• _What is needed_: Quote exactly and only this range of lines in the data below: the line that holds "positive clicks: (195, 19)" to the line that holds "rough mask: <svg", both included.

(Stored records)
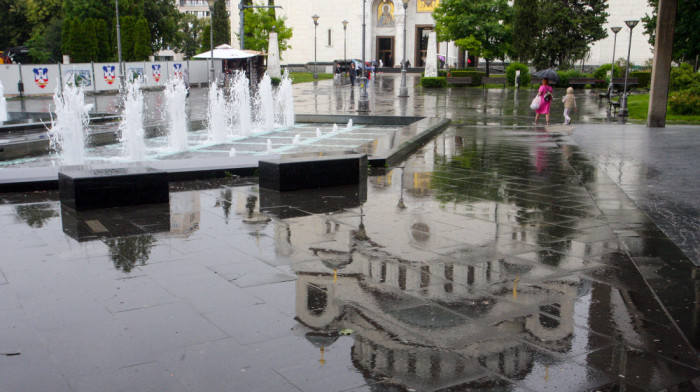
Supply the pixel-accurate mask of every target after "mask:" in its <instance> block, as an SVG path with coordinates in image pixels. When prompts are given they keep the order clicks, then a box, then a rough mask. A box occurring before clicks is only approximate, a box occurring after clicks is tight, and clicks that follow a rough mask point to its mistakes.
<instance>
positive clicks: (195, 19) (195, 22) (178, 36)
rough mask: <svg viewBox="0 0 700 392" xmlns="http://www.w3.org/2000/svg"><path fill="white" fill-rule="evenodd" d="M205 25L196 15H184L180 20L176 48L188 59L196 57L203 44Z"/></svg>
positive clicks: (177, 36) (177, 50)
mask: <svg viewBox="0 0 700 392" xmlns="http://www.w3.org/2000/svg"><path fill="white" fill-rule="evenodd" d="M203 24H204V23H203V22H202V21H201V20H200V19H199V18H198V17H197V16H195V15H191V14H183V15H182V17H181V18H180V21H179V25H178V29H177V39H176V42H175V45H174V48H176V49H177V51H178V52H180V53H182V54H184V55H185V57H186V58H190V57H192V56H194V55H195V54H197V52H198V51H199V48H200V47H201V42H202V34H203V32H202V26H203ZM207 37H208V36H207ZM208 39H209V38H207V41H208ZM207 50H208V49H207Z"/></svg>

• _Response_:
positive clicks: (195, 19) (195, 22) (178, 36)
rough mask: <svg viewBox="0 0 700 392" xmlns="http://www.w3.org/2000/svg"><path fill="white" fill-rule="evenodd" d="M205 25L196 15H184L180 20L176 48L188 59L196 57L203 44Z"/></svg>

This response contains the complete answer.